* Document text:
(begin)
Connoisseurs and Capitalists: The Charles Lang Freer Papers and Histories of Collecting in Gilded Age and the Progressive Era America

Item

Title

Connoisseurs and Capitalists: The Charles Lang Freer Papers and Histories of Collecting in Gilded Age and the Progressive Era America

Description

Charles L. Freer, founder of the Smithsonian's Freer Gallery of Art, was a shrewd businessman, world traveler, and visionary collector. Freer's correspondence with art collectors and dealers, scholars, artists, and others provides an extraordinary account of the formation of aesthetic judgments of Asian art that still resonate today. This two-year project will digitize and catalog 31,000 pages of Freer's correspondence and purchase records, which will be transcribed and linked to art objects in Freer's collection. Records will be publicly accessible through the Smithsonian Collections Search Center where searches will also locate related material at other Smithsonian museums. Researchers will be able to trace Freer's purchases, his influences and how he influenced others. For scholars of the new discipline, the history of art collections, Freer's papers will provide critical information unavailable before. Others will find revelations about the Gilded Age and the Progressive Era and our evolving engagement with Asia.
(end)
* Dataset extract:
(begin)
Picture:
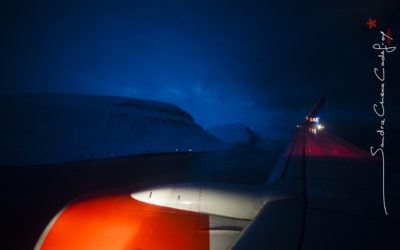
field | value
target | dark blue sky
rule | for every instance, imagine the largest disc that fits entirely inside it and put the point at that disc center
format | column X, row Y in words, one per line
column 260, row 63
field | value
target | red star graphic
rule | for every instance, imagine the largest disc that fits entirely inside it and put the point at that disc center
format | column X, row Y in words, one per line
column 371, row 23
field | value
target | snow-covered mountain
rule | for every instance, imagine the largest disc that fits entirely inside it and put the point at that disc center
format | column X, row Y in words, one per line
column 235, row 133
column 57, row 128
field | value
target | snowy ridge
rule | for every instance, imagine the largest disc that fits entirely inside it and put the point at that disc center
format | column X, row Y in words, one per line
column 57, row 128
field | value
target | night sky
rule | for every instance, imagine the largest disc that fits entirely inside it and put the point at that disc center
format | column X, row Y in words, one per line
column 260, row 63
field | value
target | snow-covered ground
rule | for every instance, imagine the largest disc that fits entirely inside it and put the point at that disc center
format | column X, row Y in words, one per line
column 57, row 128
column 235, row 133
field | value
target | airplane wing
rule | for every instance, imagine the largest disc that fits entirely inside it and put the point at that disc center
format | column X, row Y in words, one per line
column 337, row 197
column 332, row 200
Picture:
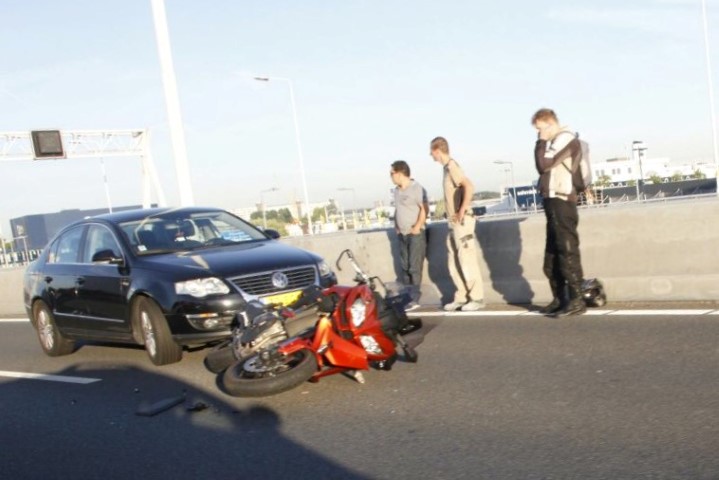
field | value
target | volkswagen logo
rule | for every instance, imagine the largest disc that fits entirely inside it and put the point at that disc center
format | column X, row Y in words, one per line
column 280, row 280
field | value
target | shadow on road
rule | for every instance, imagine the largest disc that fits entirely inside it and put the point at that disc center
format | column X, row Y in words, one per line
column 502, row 250
column 93, row 431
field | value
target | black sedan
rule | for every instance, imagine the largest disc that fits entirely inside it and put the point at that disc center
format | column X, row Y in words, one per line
column 161, row 278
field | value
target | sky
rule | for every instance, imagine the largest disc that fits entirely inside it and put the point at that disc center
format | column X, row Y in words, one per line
column 374, row 81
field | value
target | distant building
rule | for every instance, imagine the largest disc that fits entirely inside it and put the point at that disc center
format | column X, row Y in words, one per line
column 36, row 230
column 623, row 170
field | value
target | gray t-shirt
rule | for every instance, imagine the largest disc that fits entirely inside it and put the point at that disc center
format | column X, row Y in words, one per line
column 407, row 203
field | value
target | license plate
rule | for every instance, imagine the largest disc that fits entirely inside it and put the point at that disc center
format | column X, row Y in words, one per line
column 283, row 299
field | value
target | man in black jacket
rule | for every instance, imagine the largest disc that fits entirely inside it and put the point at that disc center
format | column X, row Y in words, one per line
column 556, row 154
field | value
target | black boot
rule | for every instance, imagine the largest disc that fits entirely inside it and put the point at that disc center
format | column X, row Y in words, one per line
column 556, row 304
column 576, row 305
column 553, row 307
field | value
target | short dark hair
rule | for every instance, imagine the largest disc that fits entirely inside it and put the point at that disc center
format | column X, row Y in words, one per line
column 441, row 144
column 401, row 167
column 544, row 114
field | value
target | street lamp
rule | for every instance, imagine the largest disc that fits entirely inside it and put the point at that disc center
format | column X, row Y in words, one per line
column 299, row 145
column 172, row 101
column 710, row 85
column 354, row 203
column 514, row 189
column 262, row 204
column 638, row 149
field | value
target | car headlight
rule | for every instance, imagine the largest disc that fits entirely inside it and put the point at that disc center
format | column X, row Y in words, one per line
column 202, row 287
column 325, row 269
column 358, row 311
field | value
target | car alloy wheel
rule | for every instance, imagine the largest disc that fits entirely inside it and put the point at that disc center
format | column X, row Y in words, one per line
column 46, row 330
column 148, row 333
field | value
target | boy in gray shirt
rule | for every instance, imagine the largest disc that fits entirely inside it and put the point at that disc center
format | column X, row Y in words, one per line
column 410, row 202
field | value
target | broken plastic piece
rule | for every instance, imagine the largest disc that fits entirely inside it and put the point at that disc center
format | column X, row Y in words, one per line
column 198, row 407
column 151, row 409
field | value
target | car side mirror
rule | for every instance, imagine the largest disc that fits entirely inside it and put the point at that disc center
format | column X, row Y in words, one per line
column 107, row 256
column 273, row 234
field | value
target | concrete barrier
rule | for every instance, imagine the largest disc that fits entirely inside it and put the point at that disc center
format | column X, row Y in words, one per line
column 647, row 252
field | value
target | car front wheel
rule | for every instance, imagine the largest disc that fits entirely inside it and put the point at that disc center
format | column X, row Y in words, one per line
column 156, row 336
column 53, row 343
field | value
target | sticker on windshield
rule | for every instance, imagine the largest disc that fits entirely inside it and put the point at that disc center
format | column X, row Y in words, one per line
column 236, row 236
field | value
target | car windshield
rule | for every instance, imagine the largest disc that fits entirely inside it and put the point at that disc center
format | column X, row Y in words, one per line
column 182, row 231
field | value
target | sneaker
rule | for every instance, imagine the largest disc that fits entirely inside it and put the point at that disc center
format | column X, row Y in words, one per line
column 411, row 306
column 454, row 306
column 552, row 308
column 575, row 307
column 473, row 306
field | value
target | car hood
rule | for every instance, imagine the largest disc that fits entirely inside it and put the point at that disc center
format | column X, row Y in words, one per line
column 233, row 260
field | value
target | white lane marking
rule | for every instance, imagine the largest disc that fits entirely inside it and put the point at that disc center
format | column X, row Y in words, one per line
column 590, row 313
column 49, row 378
column 660, row 312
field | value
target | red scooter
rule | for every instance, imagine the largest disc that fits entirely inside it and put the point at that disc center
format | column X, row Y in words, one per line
column 356, row 329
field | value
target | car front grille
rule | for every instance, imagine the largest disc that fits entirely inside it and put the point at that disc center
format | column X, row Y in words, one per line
column 261, row 283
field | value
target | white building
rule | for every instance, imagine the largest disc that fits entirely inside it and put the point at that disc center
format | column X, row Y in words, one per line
column 623, row 170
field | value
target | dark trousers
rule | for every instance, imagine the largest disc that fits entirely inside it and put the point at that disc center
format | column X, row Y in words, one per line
column 412, row 250
column 562, row 261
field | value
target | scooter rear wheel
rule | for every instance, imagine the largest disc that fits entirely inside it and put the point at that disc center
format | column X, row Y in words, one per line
column 251, row 378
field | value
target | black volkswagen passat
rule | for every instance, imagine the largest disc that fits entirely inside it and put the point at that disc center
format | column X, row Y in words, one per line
column 161, row 278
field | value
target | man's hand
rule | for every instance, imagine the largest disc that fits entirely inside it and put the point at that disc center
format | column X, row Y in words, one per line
column 457, row 217
column 545, row 134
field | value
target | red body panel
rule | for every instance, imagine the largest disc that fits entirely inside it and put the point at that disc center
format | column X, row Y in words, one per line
column 334, row 352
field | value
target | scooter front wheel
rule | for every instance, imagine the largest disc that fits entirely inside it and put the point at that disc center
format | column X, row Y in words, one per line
column 220, row 357
column 251, row 377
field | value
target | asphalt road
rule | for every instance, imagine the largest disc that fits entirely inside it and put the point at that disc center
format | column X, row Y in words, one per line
column 607, row 397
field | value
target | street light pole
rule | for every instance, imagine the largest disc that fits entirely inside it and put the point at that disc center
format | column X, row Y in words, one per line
column 299, row 146
column 172, row 99
column 639, row 148
column 514, row 188
column 354, row 203
column 262, row 204
column 2, row 246
column 710, row 85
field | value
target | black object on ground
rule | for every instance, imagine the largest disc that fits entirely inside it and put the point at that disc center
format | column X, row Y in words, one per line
column 151, row 409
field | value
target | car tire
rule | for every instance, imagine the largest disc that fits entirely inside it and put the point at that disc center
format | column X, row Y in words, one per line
column 52, row 341
column 155, row 333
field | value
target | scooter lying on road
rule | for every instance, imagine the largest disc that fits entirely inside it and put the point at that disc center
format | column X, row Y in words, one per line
column 335, row 330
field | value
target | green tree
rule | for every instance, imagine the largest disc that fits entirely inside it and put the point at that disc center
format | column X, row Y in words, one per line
column 699, row 175
column 285, row 215
column 278, row 225
column 603, row 181
column 486, row 195
column 318, row 214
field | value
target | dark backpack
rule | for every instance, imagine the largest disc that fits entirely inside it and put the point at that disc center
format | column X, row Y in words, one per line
column 581, row 168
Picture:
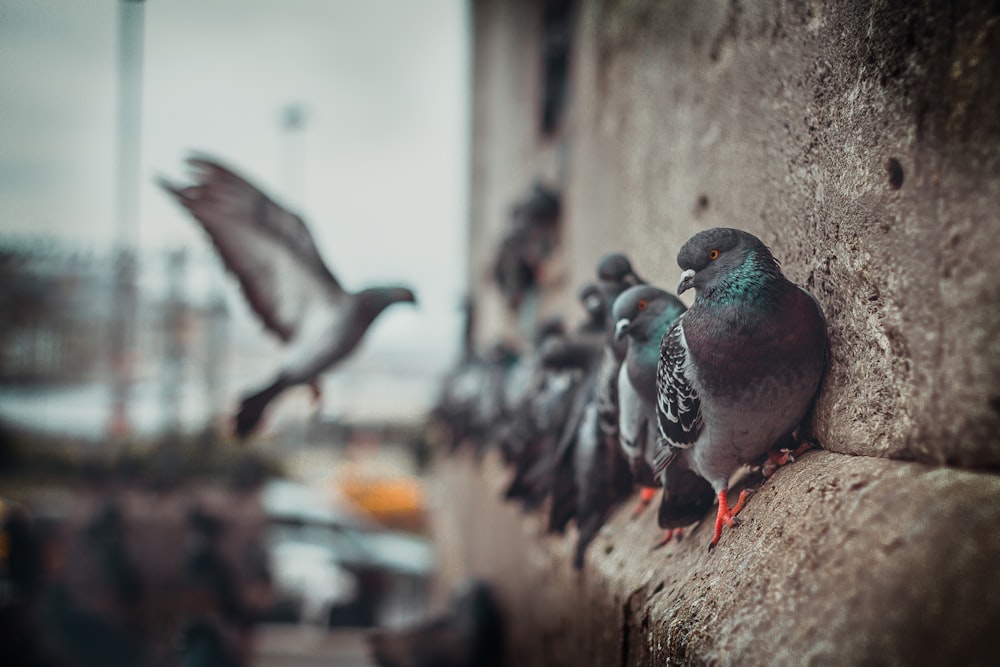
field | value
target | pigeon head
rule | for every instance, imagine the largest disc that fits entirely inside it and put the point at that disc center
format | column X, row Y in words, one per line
column 721, row 258
column 377, row 299
column 641, row 309
column 614, row 276
column 550, row 328
column 593, row 302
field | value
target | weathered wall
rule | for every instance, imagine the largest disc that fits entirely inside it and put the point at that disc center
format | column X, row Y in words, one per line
column 861, row 141
column 839, row 560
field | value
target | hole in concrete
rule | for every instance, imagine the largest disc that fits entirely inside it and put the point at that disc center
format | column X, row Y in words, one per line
column 895, row 170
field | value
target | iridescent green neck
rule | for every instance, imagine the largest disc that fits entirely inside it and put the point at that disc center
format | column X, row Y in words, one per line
column 752, row 282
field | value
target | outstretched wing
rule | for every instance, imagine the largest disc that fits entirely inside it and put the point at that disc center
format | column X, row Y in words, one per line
column 678, row 409
column 268, row 248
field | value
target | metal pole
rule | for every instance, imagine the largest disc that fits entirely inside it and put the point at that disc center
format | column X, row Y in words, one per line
column 122, row 339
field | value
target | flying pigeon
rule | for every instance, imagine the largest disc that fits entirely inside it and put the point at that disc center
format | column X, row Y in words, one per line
column 642, row 316
column 284, row 279
column 739, row 370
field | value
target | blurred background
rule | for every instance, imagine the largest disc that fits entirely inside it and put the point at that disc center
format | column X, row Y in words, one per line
column 124, row 347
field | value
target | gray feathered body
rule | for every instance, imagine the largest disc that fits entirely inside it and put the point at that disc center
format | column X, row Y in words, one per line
column 755, row 353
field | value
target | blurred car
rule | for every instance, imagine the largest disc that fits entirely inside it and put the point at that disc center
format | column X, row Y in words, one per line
column 310, row 585
column 391, row 570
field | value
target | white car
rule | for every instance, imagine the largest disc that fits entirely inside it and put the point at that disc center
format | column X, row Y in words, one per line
column 307, row 575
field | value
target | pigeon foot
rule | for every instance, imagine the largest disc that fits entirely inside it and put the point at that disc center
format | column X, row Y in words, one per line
column 780, row 457
column 646, row 495
column 727, row 515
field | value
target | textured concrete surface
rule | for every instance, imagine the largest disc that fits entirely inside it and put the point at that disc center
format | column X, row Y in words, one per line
column 860, row 140
column 839, row 560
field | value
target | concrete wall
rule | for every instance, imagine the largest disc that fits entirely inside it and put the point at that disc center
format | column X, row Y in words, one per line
column 861, row 141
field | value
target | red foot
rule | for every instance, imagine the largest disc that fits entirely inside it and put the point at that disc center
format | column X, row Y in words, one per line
column 646, row 495
column 726, row 515
column 317, row 392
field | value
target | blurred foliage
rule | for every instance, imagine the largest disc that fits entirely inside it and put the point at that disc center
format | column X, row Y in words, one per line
column 30, row 458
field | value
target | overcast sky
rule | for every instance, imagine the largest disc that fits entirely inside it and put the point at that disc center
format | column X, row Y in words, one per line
column 379, row 170
column 382, row 156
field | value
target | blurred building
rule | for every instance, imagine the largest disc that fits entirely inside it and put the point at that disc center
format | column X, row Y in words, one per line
column 56, row 317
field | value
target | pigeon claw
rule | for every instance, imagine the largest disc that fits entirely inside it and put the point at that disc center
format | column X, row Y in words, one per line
column 780, row 457
column 726, row 515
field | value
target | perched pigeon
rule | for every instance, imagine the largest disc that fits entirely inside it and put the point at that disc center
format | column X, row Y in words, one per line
column 523, row 252
column 589, row 462
column 739, row 370
column 642, row 315
column 286, row 283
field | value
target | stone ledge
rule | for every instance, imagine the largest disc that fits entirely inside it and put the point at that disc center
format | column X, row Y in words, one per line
column 839, row 560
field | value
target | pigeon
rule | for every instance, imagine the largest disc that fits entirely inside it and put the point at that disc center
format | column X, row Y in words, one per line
column 589, row 463
column 285, row 281
column 642, row 315
column 522, row 253
column 739, row 371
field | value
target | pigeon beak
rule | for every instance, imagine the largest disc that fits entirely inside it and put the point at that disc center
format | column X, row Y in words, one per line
column 622, row 327
column 686, row 283
column 404, row 295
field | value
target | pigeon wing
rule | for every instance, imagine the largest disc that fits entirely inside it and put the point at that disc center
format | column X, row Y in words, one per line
column 268, row 248
column 678, row 408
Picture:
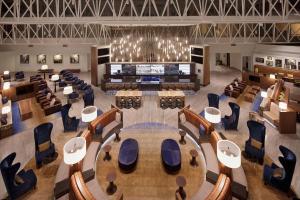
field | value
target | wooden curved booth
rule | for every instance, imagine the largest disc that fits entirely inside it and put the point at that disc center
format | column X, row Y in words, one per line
column 215, row 169
column 79, row 182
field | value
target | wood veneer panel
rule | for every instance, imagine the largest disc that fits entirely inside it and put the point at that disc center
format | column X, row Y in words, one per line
column 206, row 66
column 94, row 66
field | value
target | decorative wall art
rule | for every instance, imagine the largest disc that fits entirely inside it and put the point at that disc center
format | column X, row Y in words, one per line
column 57, row 59
column 41, row 59
column 74, row 59
column 259, row 60
column 278, row 63
column 24, row 59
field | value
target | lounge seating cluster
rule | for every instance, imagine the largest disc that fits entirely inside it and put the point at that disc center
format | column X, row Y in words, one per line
column 129, row 102
column 45, row 97
column 168, row 102
column 48, row 101
column 192, row 124
column 17, row 182
column 235, row 88
column 109, row 123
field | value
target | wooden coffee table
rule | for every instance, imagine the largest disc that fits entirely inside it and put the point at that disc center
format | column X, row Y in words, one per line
column 25, row 109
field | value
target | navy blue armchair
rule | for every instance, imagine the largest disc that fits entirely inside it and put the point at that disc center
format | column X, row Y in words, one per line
column 231, row 122
column 70, row 124
column 255, row 145
column 19, row 75
column 16, row 186
column 44, row 147
column 88, row 98
column 281, row 177
column 213, row 100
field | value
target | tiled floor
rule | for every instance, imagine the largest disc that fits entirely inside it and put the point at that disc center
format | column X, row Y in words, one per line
column 23, row 143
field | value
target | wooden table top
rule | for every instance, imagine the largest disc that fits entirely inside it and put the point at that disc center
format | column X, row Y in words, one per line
column 174, row 93
column 133, row 93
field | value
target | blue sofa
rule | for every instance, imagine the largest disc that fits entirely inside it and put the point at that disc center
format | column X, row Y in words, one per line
column 128, row 155
column 27, row 179
column 42, row 136
column 231, row 122
column 70, row 124
column 281, row 177
column 255, row 145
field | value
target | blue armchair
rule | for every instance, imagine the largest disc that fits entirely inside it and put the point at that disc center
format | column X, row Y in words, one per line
column 213, row 100
column 44, row 147
column 25, row 181
column 231, row 122
column 255, row 145
column 70, row 124
column 88, row 98
column 281, row 177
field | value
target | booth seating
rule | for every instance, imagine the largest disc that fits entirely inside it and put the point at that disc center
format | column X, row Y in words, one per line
column 208, row 145
column 191, row 122
column 93, row 147
column 108, row 123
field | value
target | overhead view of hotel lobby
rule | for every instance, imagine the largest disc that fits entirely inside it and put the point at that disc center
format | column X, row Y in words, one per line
column 150, row 100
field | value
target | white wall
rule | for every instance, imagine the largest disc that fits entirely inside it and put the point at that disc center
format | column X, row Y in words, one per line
column 10, row 57
column 236, row 61
column 276, row 52
column 241, row 49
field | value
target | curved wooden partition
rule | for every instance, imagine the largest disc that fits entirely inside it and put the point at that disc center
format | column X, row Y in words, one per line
column 61, row 188
column 225, row 175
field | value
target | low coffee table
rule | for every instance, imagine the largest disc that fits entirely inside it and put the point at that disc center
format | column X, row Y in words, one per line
column 194, row 154
column 112, row 187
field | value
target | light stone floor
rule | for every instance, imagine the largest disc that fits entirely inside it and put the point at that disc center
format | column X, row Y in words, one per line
column 23, row 143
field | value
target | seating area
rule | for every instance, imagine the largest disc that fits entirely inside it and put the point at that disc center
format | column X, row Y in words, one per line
column 150, row 99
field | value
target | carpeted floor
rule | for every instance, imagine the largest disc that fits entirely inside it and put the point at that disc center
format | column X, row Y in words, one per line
column 149, row 180
column 23, row 143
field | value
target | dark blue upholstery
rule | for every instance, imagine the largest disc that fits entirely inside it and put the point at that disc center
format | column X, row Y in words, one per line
column 42, row 134
column 73, row 95
column 257, row 132
column 288, row 162
column 88, row 98
column 62, row 84
column 19, row 75
column 232, row 121
column 213, row 100
column 128, row 154
column 171, row 155
column 9, row 172
column 70, row 124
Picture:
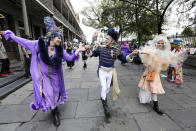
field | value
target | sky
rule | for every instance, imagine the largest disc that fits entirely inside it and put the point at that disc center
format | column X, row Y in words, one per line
column 78, row 5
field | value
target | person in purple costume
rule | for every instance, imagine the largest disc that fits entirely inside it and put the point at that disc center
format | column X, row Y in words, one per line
column 46, row 67
column 125, row 49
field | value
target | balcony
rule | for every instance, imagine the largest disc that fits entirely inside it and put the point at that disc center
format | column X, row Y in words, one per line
column 57, row 15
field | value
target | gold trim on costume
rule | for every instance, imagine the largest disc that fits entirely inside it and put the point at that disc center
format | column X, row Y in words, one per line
column 49, row 76
column 40, row 87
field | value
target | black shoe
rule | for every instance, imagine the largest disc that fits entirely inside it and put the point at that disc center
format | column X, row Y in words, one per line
column 156, row 108
column 105, row 107
column 56, row 118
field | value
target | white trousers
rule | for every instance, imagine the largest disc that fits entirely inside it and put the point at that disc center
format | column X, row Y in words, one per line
column 105, row 80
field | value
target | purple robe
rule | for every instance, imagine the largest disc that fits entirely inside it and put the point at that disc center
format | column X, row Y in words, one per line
column 125, row 49
column 51, row 77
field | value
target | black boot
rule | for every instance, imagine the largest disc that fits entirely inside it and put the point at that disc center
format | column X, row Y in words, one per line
column 56, row 118
column 105, row 107
column 156, row 108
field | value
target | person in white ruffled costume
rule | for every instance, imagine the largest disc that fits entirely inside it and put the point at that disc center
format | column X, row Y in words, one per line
column 157, row 57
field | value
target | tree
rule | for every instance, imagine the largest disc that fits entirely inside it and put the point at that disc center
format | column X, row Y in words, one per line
column 185, row 9
column 156, row 7
column 93, row 15
column 188, row 31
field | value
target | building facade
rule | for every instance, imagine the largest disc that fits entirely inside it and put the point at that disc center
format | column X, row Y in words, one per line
column 26, row 17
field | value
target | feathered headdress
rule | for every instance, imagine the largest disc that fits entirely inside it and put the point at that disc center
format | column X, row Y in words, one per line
column 114, row 34
column 51, row 29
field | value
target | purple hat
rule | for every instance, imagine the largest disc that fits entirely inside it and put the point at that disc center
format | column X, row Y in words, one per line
column 51, row 29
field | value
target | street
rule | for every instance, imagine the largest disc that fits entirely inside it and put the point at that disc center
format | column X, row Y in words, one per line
column 83, row 110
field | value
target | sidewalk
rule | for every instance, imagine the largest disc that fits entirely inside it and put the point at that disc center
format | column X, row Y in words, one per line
column 14, row 80
column 83, row 110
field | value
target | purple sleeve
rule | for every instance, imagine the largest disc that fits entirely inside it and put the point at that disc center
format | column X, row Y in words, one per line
column 68, row 57
column 28, row 44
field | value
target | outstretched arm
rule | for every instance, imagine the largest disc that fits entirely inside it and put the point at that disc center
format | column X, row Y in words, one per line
column 69, row 57
column 28, row 44
column 96, row 52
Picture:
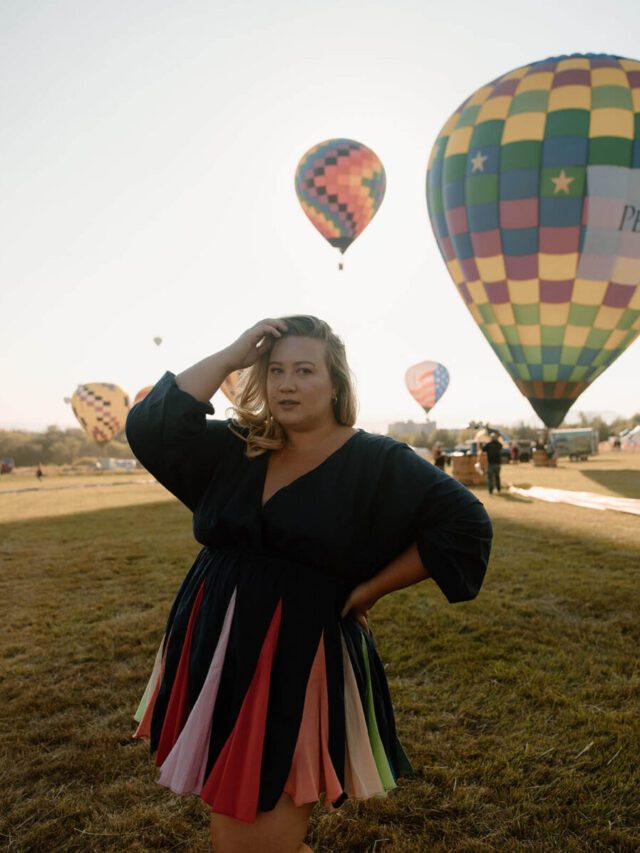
(end)
* Written request A:
Answer these from the project description:
(i) How many pages will the project digitize and catalog?
(ii) How long will the project run?
(iii) Through what will the records be publicly accessible?
* Written request B:
Decide whether each statement agrees with the project description:
(i) Freer founded the Smithsonian's Freer Gallery of Art.
(ii) The project is planned to last five years.
(iii) Searches will find related material only within Freer's own collection.
The data has nothing to do with the project description.

* Result A:
(i) 31,000 pages of Freer's correspondence and purchase records
(ii) Two years
(iii) The Smithsonian Collections Search Center

* Result B:
(i) Yes: "Charles L. Freer, founder of the Smithsonian's Freer Gallery of Art"
(ii) No: "This two-year project will digitize and catalog 31,000 pages"
(iii) No: "searches will also locate related material at other Smithsonian museums"